→ **THE PROBLEM**
Turn every line of the listing into a numbered list, skipping blank lines. Leave the pictures out of your answer.
*** DATA PROVIDED ***
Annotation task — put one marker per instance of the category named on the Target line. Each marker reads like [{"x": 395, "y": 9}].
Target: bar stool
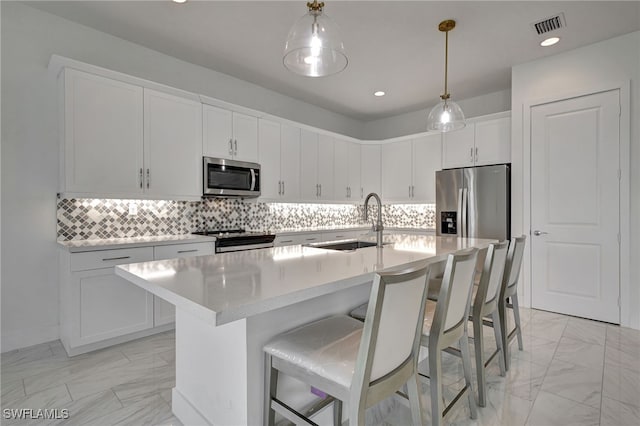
[
  {"x": 485, "y": 304},
  {"x": 509, "y": 291},
  {"x": 354, "y": 362},
  {"x": 448, "y": 326}
]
***
→ **RESPONSE FOR THIS EXERCISE**
1. Annotation task — put one marker per instance of the category named on the Target line. Each marker reads like [{"x": 395, "y": 9}].
2. Target: bar stool
3. [
4.   {"x": 485, "y": 304},
5.   {"x": 509, "y": 291},
6.   {"x": 354, "y": 362},
7.   {"x": 448, "y": 326}
8. ]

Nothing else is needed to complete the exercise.